-- START INFORMATION PROVIDED --

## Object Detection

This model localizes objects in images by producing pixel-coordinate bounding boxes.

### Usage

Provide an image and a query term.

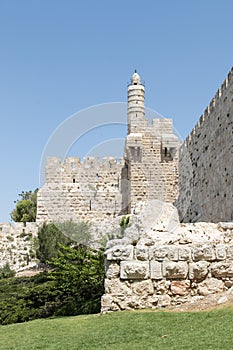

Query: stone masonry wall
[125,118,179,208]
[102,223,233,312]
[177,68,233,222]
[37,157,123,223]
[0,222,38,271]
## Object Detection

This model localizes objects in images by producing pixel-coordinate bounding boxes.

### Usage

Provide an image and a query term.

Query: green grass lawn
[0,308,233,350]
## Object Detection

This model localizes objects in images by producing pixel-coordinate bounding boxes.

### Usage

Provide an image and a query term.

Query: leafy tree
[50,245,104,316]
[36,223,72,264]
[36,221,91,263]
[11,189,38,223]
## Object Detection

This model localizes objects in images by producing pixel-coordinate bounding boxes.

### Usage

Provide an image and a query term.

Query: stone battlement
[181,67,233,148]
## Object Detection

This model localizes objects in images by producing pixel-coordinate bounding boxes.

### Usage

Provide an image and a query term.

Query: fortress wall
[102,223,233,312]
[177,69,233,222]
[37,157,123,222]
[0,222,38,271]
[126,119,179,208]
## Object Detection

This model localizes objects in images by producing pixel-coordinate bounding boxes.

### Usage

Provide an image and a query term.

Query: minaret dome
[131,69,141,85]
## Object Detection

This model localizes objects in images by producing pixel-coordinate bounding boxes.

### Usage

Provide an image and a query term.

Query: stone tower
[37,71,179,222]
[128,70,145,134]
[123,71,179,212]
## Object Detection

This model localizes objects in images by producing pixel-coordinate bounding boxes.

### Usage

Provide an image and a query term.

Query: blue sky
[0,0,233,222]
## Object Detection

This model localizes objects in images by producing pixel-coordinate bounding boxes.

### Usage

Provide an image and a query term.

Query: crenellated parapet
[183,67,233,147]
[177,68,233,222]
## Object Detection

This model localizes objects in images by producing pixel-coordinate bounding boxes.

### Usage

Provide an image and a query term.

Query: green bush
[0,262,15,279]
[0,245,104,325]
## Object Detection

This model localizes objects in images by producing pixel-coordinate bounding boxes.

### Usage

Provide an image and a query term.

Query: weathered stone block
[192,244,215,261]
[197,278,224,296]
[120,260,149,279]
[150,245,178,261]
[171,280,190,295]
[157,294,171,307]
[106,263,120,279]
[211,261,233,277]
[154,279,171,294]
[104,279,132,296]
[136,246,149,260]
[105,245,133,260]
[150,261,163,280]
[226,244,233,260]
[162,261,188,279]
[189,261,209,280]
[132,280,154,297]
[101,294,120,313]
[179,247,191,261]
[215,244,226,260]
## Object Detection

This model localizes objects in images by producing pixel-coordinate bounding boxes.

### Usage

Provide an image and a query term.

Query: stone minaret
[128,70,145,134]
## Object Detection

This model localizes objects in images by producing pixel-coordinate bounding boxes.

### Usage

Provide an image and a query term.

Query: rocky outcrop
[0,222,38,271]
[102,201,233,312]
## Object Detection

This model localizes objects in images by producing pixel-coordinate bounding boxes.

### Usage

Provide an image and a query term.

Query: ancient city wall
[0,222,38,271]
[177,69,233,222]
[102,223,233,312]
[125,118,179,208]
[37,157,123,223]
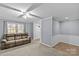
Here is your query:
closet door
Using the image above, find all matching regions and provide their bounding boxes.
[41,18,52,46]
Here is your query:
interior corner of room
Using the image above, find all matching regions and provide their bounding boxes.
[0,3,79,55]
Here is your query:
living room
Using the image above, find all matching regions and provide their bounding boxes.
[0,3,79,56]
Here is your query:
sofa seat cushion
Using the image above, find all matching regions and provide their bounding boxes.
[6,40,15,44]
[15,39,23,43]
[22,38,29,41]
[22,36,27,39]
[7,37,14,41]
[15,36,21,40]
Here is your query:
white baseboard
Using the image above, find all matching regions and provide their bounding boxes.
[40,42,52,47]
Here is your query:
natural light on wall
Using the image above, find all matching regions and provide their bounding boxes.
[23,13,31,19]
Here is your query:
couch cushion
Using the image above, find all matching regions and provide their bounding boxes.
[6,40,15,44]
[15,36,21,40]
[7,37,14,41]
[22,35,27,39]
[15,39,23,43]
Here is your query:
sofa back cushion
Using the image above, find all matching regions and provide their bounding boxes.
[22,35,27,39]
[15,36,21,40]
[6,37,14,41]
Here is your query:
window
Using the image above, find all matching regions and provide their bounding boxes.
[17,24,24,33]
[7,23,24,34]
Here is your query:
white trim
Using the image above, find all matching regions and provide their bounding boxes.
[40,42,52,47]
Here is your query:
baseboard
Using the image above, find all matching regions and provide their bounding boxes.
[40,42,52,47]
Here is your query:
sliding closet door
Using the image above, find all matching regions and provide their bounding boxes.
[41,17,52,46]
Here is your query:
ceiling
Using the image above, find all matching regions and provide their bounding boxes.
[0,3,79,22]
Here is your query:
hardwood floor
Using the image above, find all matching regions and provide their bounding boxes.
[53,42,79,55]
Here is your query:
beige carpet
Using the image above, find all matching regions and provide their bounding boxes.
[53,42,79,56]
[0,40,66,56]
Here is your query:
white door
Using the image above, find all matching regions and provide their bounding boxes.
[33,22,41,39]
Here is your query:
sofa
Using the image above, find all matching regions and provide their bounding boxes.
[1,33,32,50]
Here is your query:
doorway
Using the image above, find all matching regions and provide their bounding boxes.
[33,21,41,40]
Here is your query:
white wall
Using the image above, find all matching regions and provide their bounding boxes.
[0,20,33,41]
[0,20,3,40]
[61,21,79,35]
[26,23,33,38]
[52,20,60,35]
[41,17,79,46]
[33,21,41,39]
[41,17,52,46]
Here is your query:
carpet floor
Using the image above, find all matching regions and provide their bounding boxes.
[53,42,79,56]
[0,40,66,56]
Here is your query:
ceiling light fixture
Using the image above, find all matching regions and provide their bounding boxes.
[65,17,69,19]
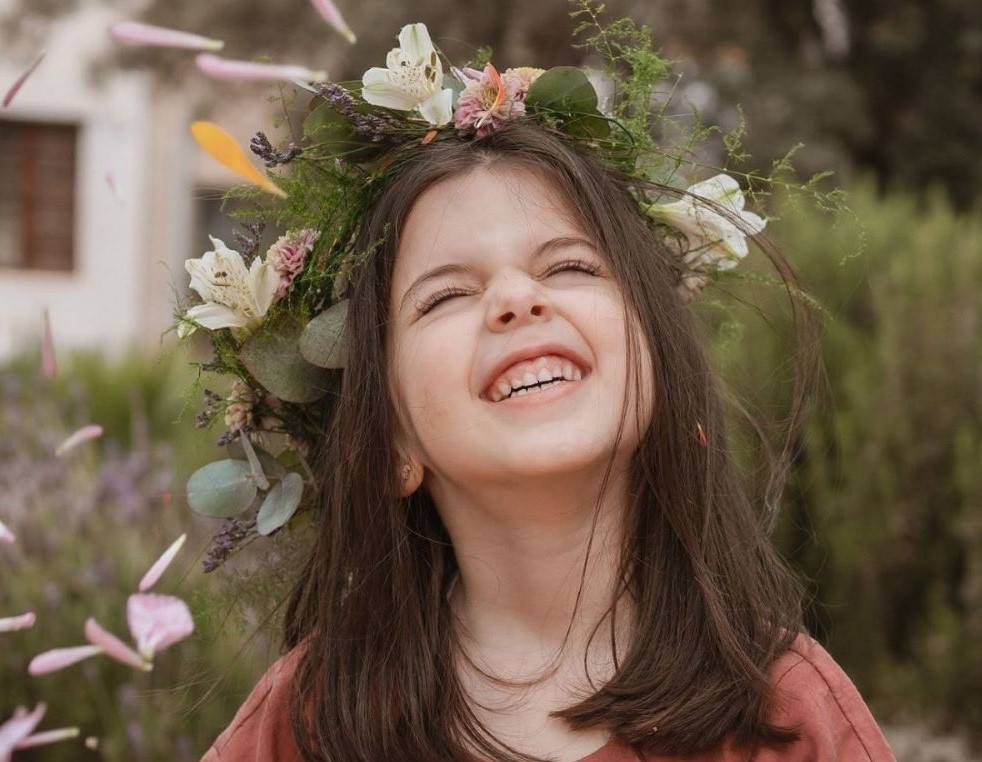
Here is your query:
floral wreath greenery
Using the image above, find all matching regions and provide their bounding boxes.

-- END INFORMATION PROVIDED --

◆ **DIRECTIVE**
Render every line of the listing above as a Markdown table with two columns, "Row" for a running number and "Line" for the line itself, and omit the blank lines. Leave the pictures out of the table.

◆ **WRITTEN SOLUTION**
| Row | Line |
|---|---|
| 1 | ## Object Detection |
| 2 | This model localizes objects in images by producing pixel-coordinate bounding boxes. |
| 3 | ### Usage |
| 4 | Provide an image and a query term. |
| 5 | Query: stone masonry wall |
| 6 | [125,118,179,208] |
| 7 | [102,223,233,312] |
| 8 | [177,68,233,222] |
| 9 | [37,157,123,223] |
| 10 | [0,222,38,271] |
| 11 | ## Object Detection |
| 12 | This model localizes objects in images by producing pixel-coordinate bounding boxes. |
| 13 | ### Usage |
| 14 | Provide an image and a query term. |
| 15 | Query: green grass lawn |
| 16 | [0,308,233,350] |
| 17 | ## Object Detection |
| 18 | This model localizes objects in images by producing pixel-coordinate bounding boxes. |
| 19 | ### Usage |
| 20 | Provide an image and a query term. |
| 21 | Query: leafy tree |
| 22 | [50,245,104,316] |
| 23 | [36,223,72,264] |
| 24 | [36,221,91,263] |
| 25 | [11,189,38,223] |
| 26 | ## Object Detection |
| 27 | This model localizes objects in images by producing pixel-coordinate bounding boxes. |
| 28 | ### Usage |
| 29 | Provide an image and a query term. |
| 30 | Query: stone battlement |
| 31 | [181,67,233,148] |
| 32 | ## Object Detection |
| 33 | This model localizes objects in images by producing pixel-coordinate bounding boxes. |
| 34 | ### Usage |
| 35 | Provide an image and a query term. |
| 36 | Query: fortress wall |
| 37 | [102,223,233,312] |
| 38 | [177,69,233,222] |
| 39 | [37,157,123,222] |
| 40 | [0,222,38,271] |
| 41 | [126,119,179,208] |
| 42 | ## Object Detection |
| 43 | This model localizes objects in images by producing pixel-coordinate bounding boxes. |
| 44 | ### Usage |
| 45 | Provide an image and a query term. |
| 46 | Query: minaret dome |
| 47 | [131,69,141,85] |
| 48 | ## Object Detection |
| 49 | This model localizes objects in images by producing pixel-coordinate bounding boxes. |
| 50 | ### Usage |
| 51 | Provide an image and a query term. |
| 52 | Query: stone tower |
| 53 | [37,71,179,222] |
| 54 | [128,70,145,134] |
| 55 | [123,71,179,212] |
| 56 | ## Object Detection |
| 57 | This model localizes objects in images by producing pixel-coordinate bounding boxes. |
| 58 | ### Usage |
| 59 | Provide an image and a query term. |
| 60 | Query: blue sky |
| 61 | [0,0,233,222] |
| 62 | ## Object Detection |
| 63 | This model localizes objects in images by producing pixel-coordinate bounding boxes. |
| 64 | ### Usage |
| 65 | Provide an image and a query term. |
| 66 | Query: crenellated parapet |
| 67 | [183,67,233,147] |
| 68 | [177,68,233,222] |
| 69 | ## Object Detection |
| 70 | This model localizes objects in images by producing pixel-coordinate bounding boxes. |
| 71 | ### Usage |
| 72 | Provide an image and a query term. |
| 73 | Query: green bush |
| 74 | [0,262,15,279] |
| 75 | [0,245,104,325] |
| 76 | ## Object Detection |
| 77 | This model localizes objects in images by producing pixel-coordinate bounding boxes. |
| 78 | ### Usage |
| 79 | Provide an image and a query term. |
| 80 | Query: weathered stone block |
| 81 | [192,244,215,261] |
| 82 | [197,278,224,296] |
| 83 | [120,260,149,279] |
| 84 | [150,245,178,261] |
| 85 | [171,280,190,295] |
| 86 | [157,294,171,307] |
| 87 | [106,263,120,279] |
| 88 | [211,261,233,277] |
| 89 | [154,279,171,294] |
| 90 | [104,279,132,296] |
| 91 | [136,246,149,260] |
| 92 | [105,245,133,260] |
| 93 | [150,261,163,280] |
| 94 | [226,244,233,260] |
| 95 | [162,261,188,279] |
| 96 | [189,261,209,280] |
| 97 | [132,280,154,297] |
| 98 | [101,294,120,313] |
| 99 | [179,247,191,261] |
| 100 | [215,244,226,260] |
| 101 | ## Object Detection |
| 102 | This model localizes objects in images by producing pixel-coordinate bounding boxes. |
| 103 | ### Usage |
| 104 | Provide an image and a query term. |
| 105 | Query: stone minaret |
| 106 | [128,70,145,134] |
| 107 | ## Object Detection |
| 108 | This model localizes objects in images by producing pixel-coordinate bounding boxes. |
| 109 | ### Usage |
| 110 | Provide an image and a query term. |
| 111 | Query: rocky outcrop |
| 112 | [0,222,38,271] |
| 113 | [102,201,233,312] |
| 114 | ## Object Detection |
| 115 | This model localizes objects in images by producing pixel-coordinate bounding boxes. |
| 116 | ### Usage |
| 117 | Provide an image and a query term. |
| 118 | Query: ancient city wall |
| 119 | [0,222,38,271] |
| 120 | [177,69,233,222] |
| 121 | [102,223,233,312] |
| 122 | [125,118,179,208] |
| 123 | [37,157,123,223] |
| 124 | Here is your query: |
| 125 | closet door |
| 126 | Using the image above, find all matching regions and provide their bounding boxes. |
| 127 | [41,18,52,46] |
| 128 | Here is your query: |
| 129 | interior corner of room |
| 130 | Using the image above, find all matching regions and provide their bounding boxes. |
| 131 | [0,3,79,55] |
| 132 | Here is your query: |
| 133 | living room |
| 134 | Using the image above, find all matching regions and provide their bounding boxes. |
| 135 | [0,3,79,56] |
| 136 | Here is your query: |
| 137 | sofa seat cushion |
| 138 | Using the image above, find all matching regions and provide their bounding boxes. |
| 139 | [6,40,15,44] |
| 140 | [15,39,23,43] |
| 141 | [22,38,29,41] |
| 142 | [22,36,27,39] |
| 143 | [7,37,14,41] |
| 144 | [15,36,21,40] |
| 145 | Here is your query: |
| 146 | white baseboard |
| 147 | Using the image above, find all matching regions and provide their bounding boxes. |
| 148 | [40,42,52,47] |
| 149 | Here is your query: |
| 150 | natural light on wall |
| 151 | Using the image above, find all matching regions and provide their bounding boxes. |
| 152 | [23,13,31,19] |
| 153 | Here is your query: |
| 154 | couch cushion |
| 155 | Using the image above, find all matching regions and provide their bounding boxes. |
| 156 | [6,40,15,44] |
| 157 | [15,36,21,40] |
| 158 | [7,37,14,41] |
| 159 | [22,35,27,39] |
| 160 | [15,39,23,43] |
| 161 | Here is your query: |
| 162 | sofa back cushion |
| 163 | Using the image above, find all matching regions and provide their bounding boxes. |
| 164 | [22,35,27,39] |
| 165 | [15,36,21,40] |
| 166 | [6,37,14,41] |
| 167 | Here is your query: |
| 168 | window |
| 169 | Using the image above, find all matching regions and provide their bounding boxes. |
| 170 | [17,24,24,33] |
| 171 | [7,23,24,34] |
| 172 | Here is your query: |
| 173 | white trim |
| 174 | Using the image above, find all matching regions and provide their bounding boxes. |
| 175 | [40,42,52,47] |
| 176 | Here is your query: |
| 177 | baseboard |
| 178 | Using the image above, find all matching regions and provide their bounding boxes. |
| 179 | [40,42,52,47] |
| 180 | Here is your query: |
| 181 | sliding closet door |
| 182 | Using the image above, find all matching regions and provide their bounding boxes. |
| 183 | [41,17,52,46] |
| 184 | Here is your query: |
| 185 | ceiling |
| 186 | Using the image above, find all matching regions and provide their bounding boxes. |
| 187 | [0,3,79,22] |
| 188 | Here is your query: |
| 189 | hardwood floor |
| 190 | Using the image above, find all matching regions and provide their bounding boxes. |
| 191 | [53,42,79,55] |
| 192 | Here is your query: |
| 193 | beige carpet |
| 194 | Using the image above, find all matching regions and provide their bounding boxes. |
| 195 | [53,42,79,56] |
| 196 | [0,40,66,56] |
| 197 | Here is your query: |
| 198 | white door |
| 199 | Using the image above, find all matching regions and provide their bounding boxes. |
| 200 | [33,22,41,39] |
| 201 | Here is your query: |
| 202 | sofa |
| 203 | Using the image above, find all matching regions and provide their bounding boxes. |
| 204 | [1,33,32,50] |
| 205 | Here is your query: |
| 206 | doorway |
| 207 | Using the image above, find all matching regions and provide their bounding boxes. |
| 208 | [33,21,41,40] |
| 209 | Here is your query: |
| 210 | white wall |
| 211 | Using the image above, find all matching regions and provide their bounding boxes. |
| 212 | [0,20,33,41] |
| 213 | [0,20,3,40] |
| 214 | [61,21,79,35] |
| 215 | [26,23,33,38] |
| 216 | [52,20,60,35] |
| 217 | [41,17,79,46] |
| 218 | [33,21,41,39] |
| 219 | [41,17,52,46] |
| 220 | Here is your query: |
| 221 | carpet floor |
| 222 | Using the image above, find all matching regions and provide their bounding boxes. |
| 223 | [53,42,79,56] |
| 224 | [0,40,66,56] |
| 225 | Here is your query: |
| 226 | ceiling light fixture |
| 227 | Using the image above, find all matching regions and provide their bounding boxes. |
| 228 | [65,17,69,19] |
| 229 | Here is your query: |
| 230 | floral wreath greenery |
| 231 | Using the image above, find all matching regions and provide their bounding boxes. |